** START EXCERPTED TEXT **
This topic describes how to use Service Mesh (ASM) Playground to create a peak exponentially weighted moving average (EWMA) load balancing scenario and demonstrates the standard interaction process in the scenario.

Important

Before you get started, make sure that you have read and understood the content in ASM Playground overview.

Scenario introduction

A peak EWMA load balancer is a load balancer for ASM traffic distribution based on endpoint status weights. This load balancer can proactively reduce the temporary weights of endpoints with deteriorated performance, such as increased latency and failed requests. This improves the success rate and reduces the latency of applications. This feature enables a peak EWMA load balancer to significantly outperform a traditional load balancer in dealing with unexpected backend exceptions. In this scenario, a simple-server service is deployed. Two versions of the service are deployed by using Deployments: simple-server-normal is a normal version and simple-server-high-latency is a version with occasional high latency. In this example, load balancing algorithms are switched and test traffic is initiated. On a monitoring panel, you can intuitively view the performance difference between the peak EWMA load balancer and the default LEAST_REQUEST load balancer in a scenario where application latency increases occasionally. The following figure shows the complete trace and deployment topology in this scenario.

image

Create a scenario

You can create a scenario with a playground ID named ewmaLb. For more information, see Create a playground instance.

Scenario interaction method

Use ASM Playground CRs to interact with the scenario

You can use ASM Playground custom resources (CRs) to control the playground instance. The following fields are available for this scenario.

Field

Type

Description

spec.scene.ewmaLb.testTrafficStartTimestamp

int64

The timestamp when the test traffic is initiated. You can initiate test traffic by changing the value to the current timestamp. You can specify any number that is not 0 but different from the last number. If the value does not exist, you can manually add it.
** END EXCERPTED TEXT **
Answer these questions using the ASM Playground text above:
1. What playground ID is used to create the scenario?
2. What are the two versions of the simple-server service deployed in the scenario?
3. What type is the field spec.scene.ewmaLb.testTrafficStartTimestamp?
** START GIVEN DATA **
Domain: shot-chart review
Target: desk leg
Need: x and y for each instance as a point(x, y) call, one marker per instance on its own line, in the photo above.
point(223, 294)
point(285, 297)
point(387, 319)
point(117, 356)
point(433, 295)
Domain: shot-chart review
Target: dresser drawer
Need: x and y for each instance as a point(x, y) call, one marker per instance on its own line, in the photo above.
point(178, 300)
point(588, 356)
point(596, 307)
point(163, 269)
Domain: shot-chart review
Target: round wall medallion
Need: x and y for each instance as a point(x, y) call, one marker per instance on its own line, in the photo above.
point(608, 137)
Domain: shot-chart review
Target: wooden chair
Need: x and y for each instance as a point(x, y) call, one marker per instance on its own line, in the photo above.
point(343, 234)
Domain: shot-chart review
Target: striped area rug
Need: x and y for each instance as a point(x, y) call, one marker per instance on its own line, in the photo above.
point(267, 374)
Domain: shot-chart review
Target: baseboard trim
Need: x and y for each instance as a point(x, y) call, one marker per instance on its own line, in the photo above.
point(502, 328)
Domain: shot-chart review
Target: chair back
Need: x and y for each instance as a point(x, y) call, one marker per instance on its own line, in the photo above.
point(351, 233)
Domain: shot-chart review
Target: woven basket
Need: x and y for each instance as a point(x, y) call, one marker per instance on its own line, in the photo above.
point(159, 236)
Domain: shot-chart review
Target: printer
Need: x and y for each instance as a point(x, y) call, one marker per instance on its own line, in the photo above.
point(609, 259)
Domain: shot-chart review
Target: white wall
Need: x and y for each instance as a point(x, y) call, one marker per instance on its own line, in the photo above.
** END GIVEN DATA **
> **WRITTEN REPLY**:
1. ewmaLb
2. simple-server-normal, a normal version, and simple-server-high-latency, a version with occasional high latency
3. int64